WHAT THE EXERCISE ASKS. Copy every line of the material exactly as it stands.

* * * * *

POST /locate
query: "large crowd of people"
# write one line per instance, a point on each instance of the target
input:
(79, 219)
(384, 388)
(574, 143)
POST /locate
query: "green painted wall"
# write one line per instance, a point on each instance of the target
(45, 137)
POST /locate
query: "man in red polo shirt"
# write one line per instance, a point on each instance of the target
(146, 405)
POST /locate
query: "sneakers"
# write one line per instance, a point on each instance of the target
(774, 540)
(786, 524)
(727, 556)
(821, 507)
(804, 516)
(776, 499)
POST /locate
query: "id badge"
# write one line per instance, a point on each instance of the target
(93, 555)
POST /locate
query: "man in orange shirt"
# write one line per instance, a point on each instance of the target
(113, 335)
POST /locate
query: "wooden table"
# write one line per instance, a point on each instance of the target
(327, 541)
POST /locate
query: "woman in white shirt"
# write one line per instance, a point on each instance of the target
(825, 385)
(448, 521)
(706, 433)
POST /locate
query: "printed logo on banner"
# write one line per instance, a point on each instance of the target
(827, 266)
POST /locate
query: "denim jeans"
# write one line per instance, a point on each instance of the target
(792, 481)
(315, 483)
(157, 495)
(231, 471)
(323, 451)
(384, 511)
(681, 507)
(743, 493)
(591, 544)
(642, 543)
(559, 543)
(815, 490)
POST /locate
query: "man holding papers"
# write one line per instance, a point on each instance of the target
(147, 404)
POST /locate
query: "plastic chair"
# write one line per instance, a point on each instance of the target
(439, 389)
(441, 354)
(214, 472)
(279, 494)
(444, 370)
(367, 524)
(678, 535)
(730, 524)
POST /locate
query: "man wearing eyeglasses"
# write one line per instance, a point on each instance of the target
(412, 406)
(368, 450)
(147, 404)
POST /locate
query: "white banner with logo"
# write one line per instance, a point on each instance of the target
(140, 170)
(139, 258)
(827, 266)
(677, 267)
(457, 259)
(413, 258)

* * * * *

EXERCISE RESULT.
POST /locate
query: "large crowd of people"
# write one line per instance, a point on each instance of the target
input:
(79, 219)
(384, 388)
(574, 143)
POST /locate
query: "green painted wall"
# write one line per instance, a point on each instance of the target
(45, 137)
POST /locate
query: "man in red polo shirt"
# write one line per instance, a point on each instance of the target
(146, 405)
POST /locate
query: "sneakers"
# write one line per instance, a point on each instance of the target
(774, 540)
(786, 524)
(727, 556)
(821, 507)
(804, 516)
(776, 499)
POST /locate
query: "id badge"
# write one line per instance, a point on each instance of the target
(93, 555)
POST /locate
query: "man in orange shirt"
# write one line per instance, a point on each instance of the target
(113, 335)
POST /locate
query: "wooden table"
# write one line per instance, a point on each instance of the target
(327, 541)
POST /locate
query: "woman in white shirt"
# write one line per instance, a point on each instance of the target
(825, 385)
(448, 521)
(706, 433)
POST /locate
query: "printed logo on banner"
# write one line per instance, a point on each instance of the target
(827, 266)
POST /locate
query: "denim jeans"
# write one line per instance, a point on each instance of the target
(792, 481)
(315, 483)
(157, 495)
(231, 471)
(323, 451)
(384, 511)
(681, 507)
(743, 493)
(591, 544)
(642, 543)
(559, 543)
(815, 490)
POST /locate
query: "man holding papers"
# write one line per instance, a point on each instance of the target
(147, 404)
POST /locate
query: "plastic chair"
# write one line per instance, a point on each instance of the target
(439, 389)
(441, 354)
(214, 472)
(279, 494)
(444, 370)
(367, 524)
(678, 535)
(730, 524)
POST /locate
query: "man wearing eyeglasses"
# write one line per instance, a point on each instance of the target
(412, 406)
(368, 450)
(147, 404)
POST /locate
query: "white banner with logo"
# write one line per instance, a point on each instance of the target
(140, 170)
(139, 258)
(827, 266)
(677, 267)
(457, 259)
(413, 258)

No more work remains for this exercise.